#### EXERCISE INPUT:
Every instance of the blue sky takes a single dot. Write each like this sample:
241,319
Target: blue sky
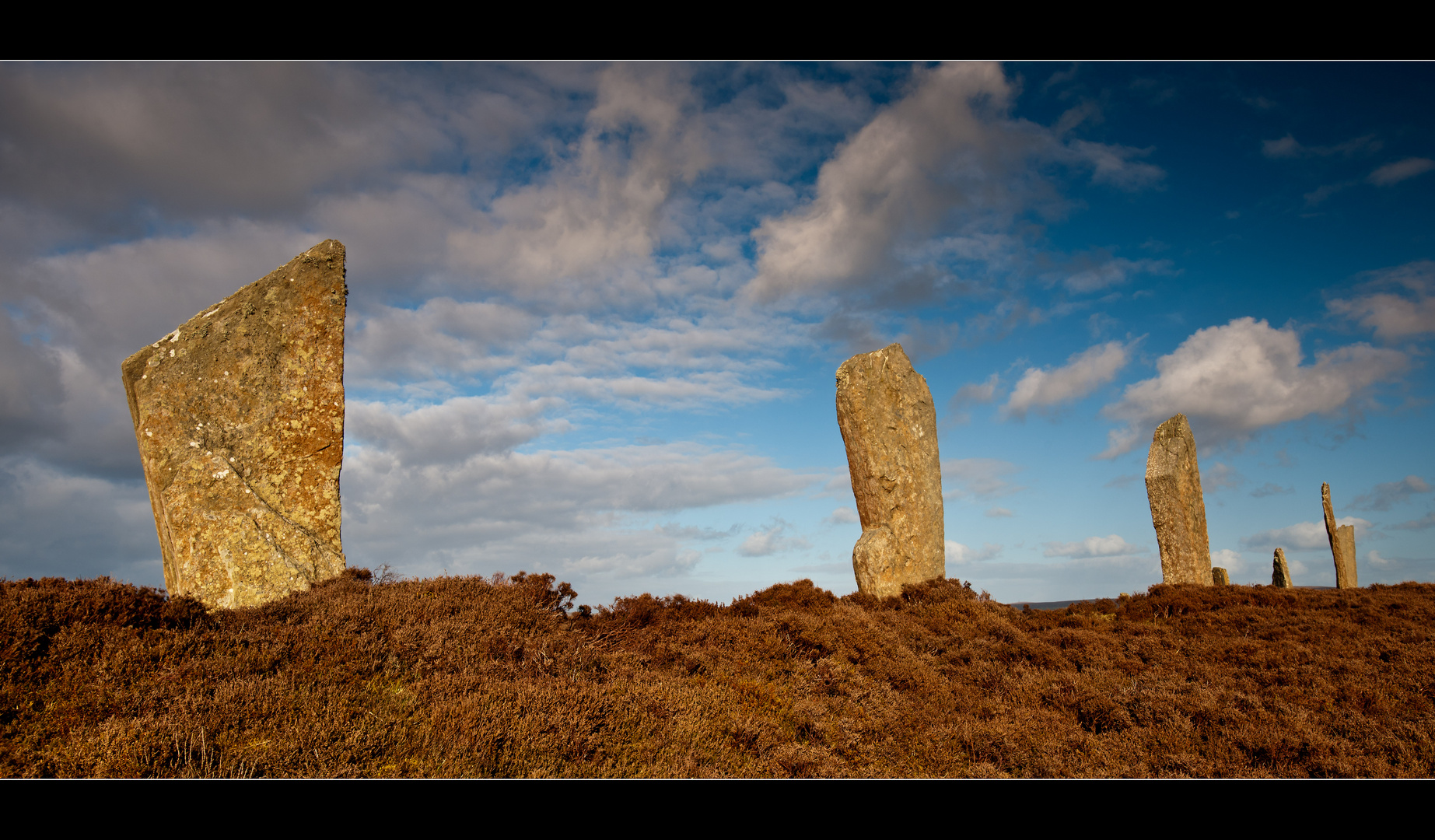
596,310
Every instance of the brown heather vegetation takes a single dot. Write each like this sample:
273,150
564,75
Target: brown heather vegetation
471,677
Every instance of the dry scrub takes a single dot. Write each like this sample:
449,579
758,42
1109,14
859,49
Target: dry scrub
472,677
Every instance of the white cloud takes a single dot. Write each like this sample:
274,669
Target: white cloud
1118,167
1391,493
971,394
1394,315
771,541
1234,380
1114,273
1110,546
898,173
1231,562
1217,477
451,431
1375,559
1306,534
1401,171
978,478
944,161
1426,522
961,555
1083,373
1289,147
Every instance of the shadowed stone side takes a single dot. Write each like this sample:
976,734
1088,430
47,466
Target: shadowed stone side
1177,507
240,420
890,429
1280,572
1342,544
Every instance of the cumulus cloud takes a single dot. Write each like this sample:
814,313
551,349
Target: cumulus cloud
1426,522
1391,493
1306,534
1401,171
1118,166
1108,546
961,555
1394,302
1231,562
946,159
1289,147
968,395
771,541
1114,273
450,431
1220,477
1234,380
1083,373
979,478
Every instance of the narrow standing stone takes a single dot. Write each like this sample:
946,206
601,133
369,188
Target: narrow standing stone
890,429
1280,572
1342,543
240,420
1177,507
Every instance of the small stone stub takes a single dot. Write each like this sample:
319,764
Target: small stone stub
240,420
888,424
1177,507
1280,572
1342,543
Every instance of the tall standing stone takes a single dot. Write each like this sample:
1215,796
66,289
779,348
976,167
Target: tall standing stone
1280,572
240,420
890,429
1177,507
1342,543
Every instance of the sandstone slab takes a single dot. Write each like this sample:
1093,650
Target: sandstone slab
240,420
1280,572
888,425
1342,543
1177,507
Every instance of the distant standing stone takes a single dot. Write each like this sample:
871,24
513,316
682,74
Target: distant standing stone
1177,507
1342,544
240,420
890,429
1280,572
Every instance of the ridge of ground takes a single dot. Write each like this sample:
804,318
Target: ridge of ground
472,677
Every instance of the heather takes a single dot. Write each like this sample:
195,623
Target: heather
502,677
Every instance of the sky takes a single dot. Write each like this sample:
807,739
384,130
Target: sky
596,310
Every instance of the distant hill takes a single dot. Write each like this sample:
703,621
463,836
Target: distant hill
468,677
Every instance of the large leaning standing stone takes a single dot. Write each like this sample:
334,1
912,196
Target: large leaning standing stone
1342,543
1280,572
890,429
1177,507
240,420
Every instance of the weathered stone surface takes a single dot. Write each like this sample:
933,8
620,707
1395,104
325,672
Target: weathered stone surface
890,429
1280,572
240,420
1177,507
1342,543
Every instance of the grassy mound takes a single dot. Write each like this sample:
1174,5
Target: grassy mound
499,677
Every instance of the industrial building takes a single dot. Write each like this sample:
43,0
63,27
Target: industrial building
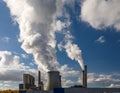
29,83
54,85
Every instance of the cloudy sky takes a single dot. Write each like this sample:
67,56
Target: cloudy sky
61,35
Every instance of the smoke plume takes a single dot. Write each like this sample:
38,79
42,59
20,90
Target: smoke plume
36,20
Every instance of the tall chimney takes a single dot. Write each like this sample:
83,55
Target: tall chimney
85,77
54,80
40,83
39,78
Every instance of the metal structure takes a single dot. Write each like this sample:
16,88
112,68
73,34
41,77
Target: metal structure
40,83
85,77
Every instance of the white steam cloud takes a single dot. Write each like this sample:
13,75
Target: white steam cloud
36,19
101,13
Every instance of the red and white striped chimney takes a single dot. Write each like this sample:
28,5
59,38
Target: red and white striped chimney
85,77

...

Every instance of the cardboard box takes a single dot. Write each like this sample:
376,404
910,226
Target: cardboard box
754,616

* * *

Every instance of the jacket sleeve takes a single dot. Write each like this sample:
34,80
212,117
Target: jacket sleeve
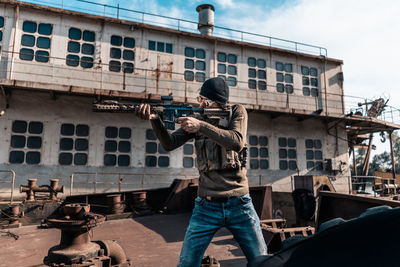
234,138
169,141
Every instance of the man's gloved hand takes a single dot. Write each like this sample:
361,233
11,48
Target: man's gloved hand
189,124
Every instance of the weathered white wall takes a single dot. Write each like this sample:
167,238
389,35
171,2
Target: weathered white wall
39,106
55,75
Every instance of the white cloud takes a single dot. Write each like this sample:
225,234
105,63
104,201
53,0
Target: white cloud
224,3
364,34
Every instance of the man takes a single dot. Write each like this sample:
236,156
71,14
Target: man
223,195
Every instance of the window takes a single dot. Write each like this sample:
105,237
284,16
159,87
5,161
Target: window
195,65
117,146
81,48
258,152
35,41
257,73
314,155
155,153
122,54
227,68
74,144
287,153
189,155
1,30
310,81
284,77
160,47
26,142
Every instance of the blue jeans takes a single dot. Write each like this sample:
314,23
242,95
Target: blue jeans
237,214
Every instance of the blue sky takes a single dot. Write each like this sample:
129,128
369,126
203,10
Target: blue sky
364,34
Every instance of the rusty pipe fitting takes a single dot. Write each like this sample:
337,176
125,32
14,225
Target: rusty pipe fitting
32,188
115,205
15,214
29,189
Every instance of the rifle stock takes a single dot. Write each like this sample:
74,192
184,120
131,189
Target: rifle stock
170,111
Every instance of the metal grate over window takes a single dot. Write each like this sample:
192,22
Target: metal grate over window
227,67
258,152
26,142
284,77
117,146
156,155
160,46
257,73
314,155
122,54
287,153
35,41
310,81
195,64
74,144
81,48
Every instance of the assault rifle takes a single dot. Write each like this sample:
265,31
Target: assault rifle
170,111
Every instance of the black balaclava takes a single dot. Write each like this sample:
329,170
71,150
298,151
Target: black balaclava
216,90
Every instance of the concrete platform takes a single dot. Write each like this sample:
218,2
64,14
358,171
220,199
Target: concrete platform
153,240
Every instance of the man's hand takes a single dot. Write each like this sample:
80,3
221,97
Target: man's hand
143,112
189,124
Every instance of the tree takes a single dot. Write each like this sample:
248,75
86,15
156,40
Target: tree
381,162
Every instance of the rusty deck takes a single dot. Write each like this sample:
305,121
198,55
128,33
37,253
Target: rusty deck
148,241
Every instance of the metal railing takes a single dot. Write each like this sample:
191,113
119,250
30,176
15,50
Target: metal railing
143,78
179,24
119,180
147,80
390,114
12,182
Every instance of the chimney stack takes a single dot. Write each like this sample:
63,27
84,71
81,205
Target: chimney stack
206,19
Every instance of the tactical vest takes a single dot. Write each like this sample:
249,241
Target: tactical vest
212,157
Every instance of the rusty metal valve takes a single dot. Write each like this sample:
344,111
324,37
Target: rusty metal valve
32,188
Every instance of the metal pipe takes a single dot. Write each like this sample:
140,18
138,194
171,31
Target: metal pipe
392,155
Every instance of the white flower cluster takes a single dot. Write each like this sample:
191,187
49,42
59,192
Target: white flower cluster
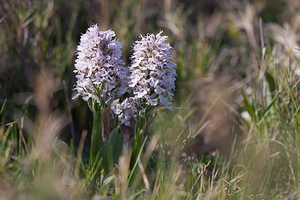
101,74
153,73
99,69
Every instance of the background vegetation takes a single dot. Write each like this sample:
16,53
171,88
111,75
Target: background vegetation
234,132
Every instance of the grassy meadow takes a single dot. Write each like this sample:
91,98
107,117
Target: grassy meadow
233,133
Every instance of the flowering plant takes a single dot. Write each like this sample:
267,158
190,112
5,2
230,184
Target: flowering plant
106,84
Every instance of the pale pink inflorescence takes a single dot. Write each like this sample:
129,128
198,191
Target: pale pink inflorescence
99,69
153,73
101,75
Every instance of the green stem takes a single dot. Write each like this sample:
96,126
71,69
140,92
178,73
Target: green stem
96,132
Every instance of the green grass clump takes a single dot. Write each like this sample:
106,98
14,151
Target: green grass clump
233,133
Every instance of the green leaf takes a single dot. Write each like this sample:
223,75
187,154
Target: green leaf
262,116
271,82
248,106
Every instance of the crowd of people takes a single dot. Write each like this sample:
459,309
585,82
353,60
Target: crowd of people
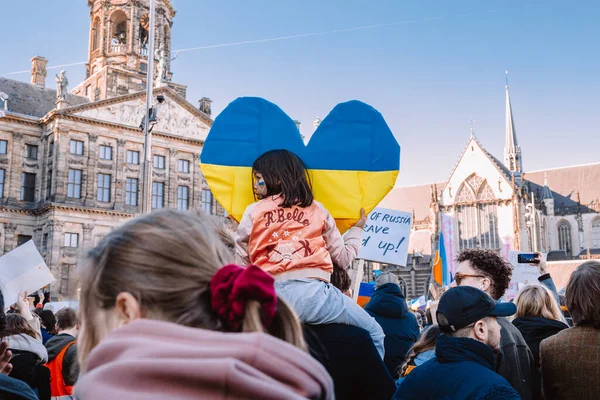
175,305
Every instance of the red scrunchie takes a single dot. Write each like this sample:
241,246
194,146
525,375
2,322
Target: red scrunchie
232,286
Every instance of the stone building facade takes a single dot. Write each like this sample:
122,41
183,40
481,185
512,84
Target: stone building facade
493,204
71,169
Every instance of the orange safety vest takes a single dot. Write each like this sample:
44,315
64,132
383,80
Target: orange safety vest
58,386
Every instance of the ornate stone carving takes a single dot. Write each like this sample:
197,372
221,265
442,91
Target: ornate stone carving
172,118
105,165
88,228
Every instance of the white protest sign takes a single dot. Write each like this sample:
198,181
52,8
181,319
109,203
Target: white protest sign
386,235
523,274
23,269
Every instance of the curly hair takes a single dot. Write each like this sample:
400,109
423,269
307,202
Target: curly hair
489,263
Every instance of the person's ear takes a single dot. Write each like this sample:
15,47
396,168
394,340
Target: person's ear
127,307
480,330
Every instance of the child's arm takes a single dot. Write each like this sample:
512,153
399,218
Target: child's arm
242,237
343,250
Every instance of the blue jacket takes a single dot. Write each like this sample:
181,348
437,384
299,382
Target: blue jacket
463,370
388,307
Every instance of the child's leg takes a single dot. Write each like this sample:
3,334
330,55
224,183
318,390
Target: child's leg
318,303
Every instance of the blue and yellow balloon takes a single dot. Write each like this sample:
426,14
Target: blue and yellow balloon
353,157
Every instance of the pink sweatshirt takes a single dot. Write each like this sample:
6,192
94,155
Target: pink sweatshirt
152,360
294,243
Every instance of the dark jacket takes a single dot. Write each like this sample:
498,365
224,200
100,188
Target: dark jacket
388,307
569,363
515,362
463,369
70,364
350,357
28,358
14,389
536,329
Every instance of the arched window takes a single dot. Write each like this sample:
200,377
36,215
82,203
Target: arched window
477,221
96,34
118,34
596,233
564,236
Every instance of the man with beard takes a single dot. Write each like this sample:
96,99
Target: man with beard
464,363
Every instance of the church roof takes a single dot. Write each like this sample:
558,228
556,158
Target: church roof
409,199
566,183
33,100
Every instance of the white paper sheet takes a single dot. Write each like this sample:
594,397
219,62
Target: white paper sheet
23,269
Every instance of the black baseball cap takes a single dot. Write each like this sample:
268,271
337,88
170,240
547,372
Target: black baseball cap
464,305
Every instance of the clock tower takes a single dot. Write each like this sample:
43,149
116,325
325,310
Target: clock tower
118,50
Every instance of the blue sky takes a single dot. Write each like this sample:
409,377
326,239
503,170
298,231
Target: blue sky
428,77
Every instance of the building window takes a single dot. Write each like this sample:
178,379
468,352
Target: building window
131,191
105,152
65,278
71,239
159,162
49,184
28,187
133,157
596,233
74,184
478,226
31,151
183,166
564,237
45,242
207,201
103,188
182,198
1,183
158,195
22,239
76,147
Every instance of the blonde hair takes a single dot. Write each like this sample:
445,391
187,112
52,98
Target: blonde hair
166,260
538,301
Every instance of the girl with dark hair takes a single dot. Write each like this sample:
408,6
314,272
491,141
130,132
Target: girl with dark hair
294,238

#### WHAT YOU WILL DO:
Return each line of the records above that contains the string "plant", copying it unchanged.

#### EXERCISE RESULT:
Every instance of the flowering plant takes a single dot. Write each like this sample:
Target: flowering plant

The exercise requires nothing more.